Что сделать: Приведите дословно из отрывка об утилитарной доктрине всё, начиная со слов «Стремление подчинить искусство» и вплоть до слов «принципом для человека.».

Данный отрывок:
^^^^^^^^

К этим выводам, которые вытекают из идеи счастья, как теоремы вытекают из геометрической аксиомы, мы присоединим положение, не находящееся ни в какой связи с этою идеею как вывод, но, как наблюдение, простирающееся на все факты, обнимаемые этою идеей.

Таким образом, при раскрытых терминах своих, исследуемая идея принимает следующий вид: «Цель человеческой жизни есть удовлетворенность, бескачественная и наибольшая, для наибольшего количества людей, волею этого количества определяемая как в содержании своем, так и в средствах осуществления».

XI. Вот состав утилитарной доктрины, более полный, нежели как он был представлен когда-нибудь.

XII. Но как ни ясен сразу и во всем составе этот смысл утилитарной доктрины, мы сделаем, для убедительности, более точным и раздельным его выражение. Для этого необходимо сопоставить с принципом пользы, как верховным, другие принципы человеческой деятельности, как неверховные:

3. Сострадание принудительно для человека лишь в меру того, насколько его проявление способствует возрастанию счастья совокупности людей, им прямо и косвенно затрагиваемых. Этот вывод есть только приложение общей формулы к слишком частому проявлению человеческого чувства, которое до сих пор во всех случаях считалось священным. Право сожалеть и облегчать хотя бы преступника, хотя бы против воли всех, никогда не отнималось у человека, если только оно было простым движением сердца, т.е. сожалением не к преступлению, облегчением не для вреда других. В движении чувства этого всегда признавалась непосредственность, порывистость, безотчетность, и даже в меру этих свойств своих оно влекло к себе всегда симпатии людей. Но именно эти свойства должны быть изъяты из него, как слепые и несообразующиеся с последствиями, и заменены рассудительностью. Та живость помощи, то теплое общение между людьми, которое всегда так согревало жизнь их, должно быть заменено, сообразно с принципом пользы, действием более регулярным, более отчетливым.

4. Прекрасное в деятельности человека и в его созданиях есть второстепенное перед нужным. И в самом деле, первое дает некоторый избыток в счастии, отсутствие которого не вызывает никакого страдания; напротив, недостаток нужного порождает непосредственное страдание.

Стремление подчинить искусство и литературу целям полезным, сделать из них служебное орудие для достижения практических результатов* вытекает именно из этого вывода идеи счастья, как верховного принципа для человека.

XIV. Действительно ли это начало способно стать реорганизующим? Что оно имеет силу быть разрушительным по отношению ко всем прежним принципам, это слишком ясно из сопоставления его с ними, которое было сделано выше, и об этом же свидетельствует весь ход новой истории. Но может ли С таким успехом оно стать зиждительным?

Для того, чтобы ответить на этот вопрос, следует посмотреть, насколько оно действительно содержит разрешение вопроса о смысле и цели человеческой жизни?

1. Идея счастья как верховного начала человеческой жизни не указывая на постоянно должное, не может служить и руководительным принципом для человека.

Не содержа ответа на вопрос «что постоянно удовлетворяет человека?», это начало таким образом скрепляет все ответы. С этим вместе оно теряет всякое руководительное значение: человек, не будучи в состоянии что-либо выбрать, предпочесть: как непременно и постоянно лучшее, возвращается всецело под управление причин, которые, как возбуждающие страдание или удовольствие, направляют его сообразно своей силе, но не его сознанию. Самая возможность жизни целесообразной, т.е. не управляемой более причинами, внешними для человека, исчезает для него.

^^^^^^^^

Строки данных:
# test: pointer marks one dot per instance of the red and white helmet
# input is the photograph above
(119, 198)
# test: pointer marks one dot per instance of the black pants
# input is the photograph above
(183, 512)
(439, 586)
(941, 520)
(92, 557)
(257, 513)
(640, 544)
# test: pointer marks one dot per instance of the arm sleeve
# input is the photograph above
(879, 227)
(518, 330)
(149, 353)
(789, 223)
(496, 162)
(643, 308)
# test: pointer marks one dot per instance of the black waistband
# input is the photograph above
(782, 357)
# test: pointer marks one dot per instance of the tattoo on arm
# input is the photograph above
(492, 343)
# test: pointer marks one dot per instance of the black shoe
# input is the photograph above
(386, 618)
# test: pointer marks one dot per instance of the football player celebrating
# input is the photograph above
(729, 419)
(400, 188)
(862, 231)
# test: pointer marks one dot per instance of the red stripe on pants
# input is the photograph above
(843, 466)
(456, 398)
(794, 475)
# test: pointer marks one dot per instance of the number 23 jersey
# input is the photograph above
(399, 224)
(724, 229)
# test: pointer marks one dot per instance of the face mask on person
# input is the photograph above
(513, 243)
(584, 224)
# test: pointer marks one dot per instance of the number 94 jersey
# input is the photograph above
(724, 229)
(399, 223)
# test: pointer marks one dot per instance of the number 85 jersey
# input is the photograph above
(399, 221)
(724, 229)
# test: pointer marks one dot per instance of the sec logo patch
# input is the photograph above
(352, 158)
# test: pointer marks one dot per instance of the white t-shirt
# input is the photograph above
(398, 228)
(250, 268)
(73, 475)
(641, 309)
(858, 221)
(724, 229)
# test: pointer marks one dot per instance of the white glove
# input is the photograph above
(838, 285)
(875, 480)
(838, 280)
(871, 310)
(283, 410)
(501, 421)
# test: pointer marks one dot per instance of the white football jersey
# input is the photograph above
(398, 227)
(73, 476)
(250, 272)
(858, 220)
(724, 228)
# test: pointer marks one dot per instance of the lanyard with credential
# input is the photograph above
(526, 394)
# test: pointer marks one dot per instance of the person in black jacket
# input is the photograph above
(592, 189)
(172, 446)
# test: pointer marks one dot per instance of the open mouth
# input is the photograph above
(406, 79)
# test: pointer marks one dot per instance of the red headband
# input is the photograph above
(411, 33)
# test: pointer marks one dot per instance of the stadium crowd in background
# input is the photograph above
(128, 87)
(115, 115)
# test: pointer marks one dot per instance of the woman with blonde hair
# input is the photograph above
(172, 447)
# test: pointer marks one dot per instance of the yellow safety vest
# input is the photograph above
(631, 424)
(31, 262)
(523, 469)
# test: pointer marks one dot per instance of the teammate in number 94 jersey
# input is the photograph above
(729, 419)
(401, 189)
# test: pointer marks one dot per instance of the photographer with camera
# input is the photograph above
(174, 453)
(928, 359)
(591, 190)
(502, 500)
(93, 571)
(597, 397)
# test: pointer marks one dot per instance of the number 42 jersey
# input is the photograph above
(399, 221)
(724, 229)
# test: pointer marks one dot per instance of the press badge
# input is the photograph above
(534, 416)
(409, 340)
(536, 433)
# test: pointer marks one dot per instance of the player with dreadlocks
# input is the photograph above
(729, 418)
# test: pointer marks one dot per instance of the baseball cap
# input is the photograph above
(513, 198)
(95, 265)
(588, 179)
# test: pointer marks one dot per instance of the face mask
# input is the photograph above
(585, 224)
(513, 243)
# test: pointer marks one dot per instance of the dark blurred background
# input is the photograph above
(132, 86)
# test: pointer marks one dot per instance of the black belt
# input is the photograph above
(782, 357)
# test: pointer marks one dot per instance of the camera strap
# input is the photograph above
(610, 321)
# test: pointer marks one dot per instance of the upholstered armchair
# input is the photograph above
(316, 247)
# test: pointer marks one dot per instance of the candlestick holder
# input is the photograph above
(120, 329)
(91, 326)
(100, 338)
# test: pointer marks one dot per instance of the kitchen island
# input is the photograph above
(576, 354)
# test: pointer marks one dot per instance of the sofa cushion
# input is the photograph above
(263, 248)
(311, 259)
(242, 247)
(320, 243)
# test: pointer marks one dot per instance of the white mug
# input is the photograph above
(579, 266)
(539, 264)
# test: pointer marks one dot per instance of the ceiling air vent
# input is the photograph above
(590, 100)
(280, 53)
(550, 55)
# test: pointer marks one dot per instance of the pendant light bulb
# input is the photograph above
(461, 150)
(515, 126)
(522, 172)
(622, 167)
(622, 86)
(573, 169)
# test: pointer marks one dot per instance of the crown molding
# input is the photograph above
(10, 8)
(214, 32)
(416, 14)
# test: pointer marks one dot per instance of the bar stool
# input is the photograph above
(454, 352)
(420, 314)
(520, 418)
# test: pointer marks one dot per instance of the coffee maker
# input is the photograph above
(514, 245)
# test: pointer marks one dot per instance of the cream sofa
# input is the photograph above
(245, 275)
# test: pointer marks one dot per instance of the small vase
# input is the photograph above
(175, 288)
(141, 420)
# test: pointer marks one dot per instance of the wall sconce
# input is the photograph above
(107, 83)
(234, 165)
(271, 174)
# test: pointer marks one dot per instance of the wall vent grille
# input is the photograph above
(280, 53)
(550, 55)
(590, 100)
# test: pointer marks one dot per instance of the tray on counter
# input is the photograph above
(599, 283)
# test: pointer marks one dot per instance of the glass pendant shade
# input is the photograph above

^^^^^^^^

Результат ниже:
Стремление подчинить искусство и литературу целям полезным, сделать из них служебное орудие для достижения практических результатов* вытекает именно из этого вывода идеи счастья, как верховного принципа для человека.

XIV. Действительно ли это начало способно стать реорганизующим? Что оно имеет силу быть разрушительным по отношению ко всем прежним принципам, это слишком ясно из сопоставления его с ними, которое было сделано выше, и об этом же свидетельствует весь ход новой истории. Но может ли С таким успехом оно стать зиждительным?

Для того, чтобы ответить на этот вопрос, следует посмотреть, насколько оно действительно содержит разрешение вопроса о смысле и цели человеческой жизни?

1. Идея счастья как верховного начала человеческой жизни не указывая на постоянно должное, не может служить и руководительным принципом для человека.